=== EXCERPT ===

Scientific problems and calculations often involve unit conversions, or changes from one unit to another. Dimensional analysis is a method of unit conversion.
Suppose you were counting a pile of pennies. If there were 197 pennies in the pile, how many dollars would the pennies be worth? To determine the answer, you need to know the conversion factor between pennies and dollars. A conversion factor simply shows how two units are related. In this case, the conversion factor is 100 pennies = 1 dollar. Determining that 197 pennies is equal to $1.97 is an example of a unit conversion.
In dimensional analysis, the conversion factor is usually expressed as a fraction. Remember that the two values in any conversion factor are equal to one another. So, the two values form a fraction with the value of 1. Look at the example below to see how dimensional analysis can be applied to an everyday problem.

===

REQUIRED WORK:
(1) According to the passage on dimensional analysis, what conversion factor relates pennies to dollars?
(2) Continue the passage on dimensional analysis from its last sentence, in the same style.

=== SUPPLIED DATA ===

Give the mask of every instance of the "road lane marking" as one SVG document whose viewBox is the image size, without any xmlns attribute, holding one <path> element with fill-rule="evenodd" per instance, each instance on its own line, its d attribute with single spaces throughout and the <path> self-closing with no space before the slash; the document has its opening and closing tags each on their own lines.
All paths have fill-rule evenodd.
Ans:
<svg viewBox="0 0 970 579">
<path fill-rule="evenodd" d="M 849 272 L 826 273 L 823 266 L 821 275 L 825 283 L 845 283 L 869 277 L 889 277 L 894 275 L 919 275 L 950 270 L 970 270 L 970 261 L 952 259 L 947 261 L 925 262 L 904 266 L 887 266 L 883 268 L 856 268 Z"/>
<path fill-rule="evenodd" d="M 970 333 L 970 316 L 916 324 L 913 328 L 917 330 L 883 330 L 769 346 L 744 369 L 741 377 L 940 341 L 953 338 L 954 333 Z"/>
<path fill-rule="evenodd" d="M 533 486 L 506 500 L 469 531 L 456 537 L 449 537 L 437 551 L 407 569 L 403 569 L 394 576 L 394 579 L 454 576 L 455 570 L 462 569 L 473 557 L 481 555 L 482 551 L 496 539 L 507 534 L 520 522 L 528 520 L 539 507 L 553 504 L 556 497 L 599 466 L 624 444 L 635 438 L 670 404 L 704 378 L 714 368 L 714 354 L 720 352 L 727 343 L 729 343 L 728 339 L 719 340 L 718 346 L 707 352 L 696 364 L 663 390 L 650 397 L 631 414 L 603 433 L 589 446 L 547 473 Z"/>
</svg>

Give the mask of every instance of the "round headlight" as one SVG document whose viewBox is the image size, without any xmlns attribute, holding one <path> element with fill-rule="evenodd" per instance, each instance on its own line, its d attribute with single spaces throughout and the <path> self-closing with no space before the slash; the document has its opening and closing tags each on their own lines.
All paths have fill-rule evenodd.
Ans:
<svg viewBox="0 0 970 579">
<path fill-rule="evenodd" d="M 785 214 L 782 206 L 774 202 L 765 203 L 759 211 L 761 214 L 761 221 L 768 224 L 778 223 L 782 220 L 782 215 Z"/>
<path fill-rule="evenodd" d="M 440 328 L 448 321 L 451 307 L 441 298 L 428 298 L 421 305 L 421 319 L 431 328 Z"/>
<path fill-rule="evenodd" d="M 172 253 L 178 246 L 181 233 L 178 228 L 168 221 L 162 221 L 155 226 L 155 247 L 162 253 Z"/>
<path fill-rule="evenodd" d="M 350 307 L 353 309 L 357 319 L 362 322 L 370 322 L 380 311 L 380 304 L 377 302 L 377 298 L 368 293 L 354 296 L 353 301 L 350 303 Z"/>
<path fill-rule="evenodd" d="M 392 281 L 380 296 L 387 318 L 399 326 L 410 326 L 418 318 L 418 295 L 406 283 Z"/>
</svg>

===

SET OF ANSWERS:
(1) 100 pennies = 1 dollar.

(2)
Example
A student walked 1.5 kilometers as part of a school fitness program. How many meters did the student walk?
1.5 km = ? m
1 km = 1000 m
1000 m/1 km
1.5 km × 1000 m/1 km = 1500 m (cross out “km” in two places); 1.5 km = 1500 m
There are many applications of dimensional analysis in science. The example below demonstrates the use of dimensional analysis to convert units.
Example
The average teenage girl needs about 2200 kilocalories of energy from food each day. How many calories is this equivalent to?
Use the following steps to convert kilocalories to calories.
Determine the conversion factor that relates the two units.
1 kilocalorie = 1000 calories
Write the conversion factor in the form of a fraction.
1000 calories/1 kilocalorie
Multiply the measurement by the conversion factor.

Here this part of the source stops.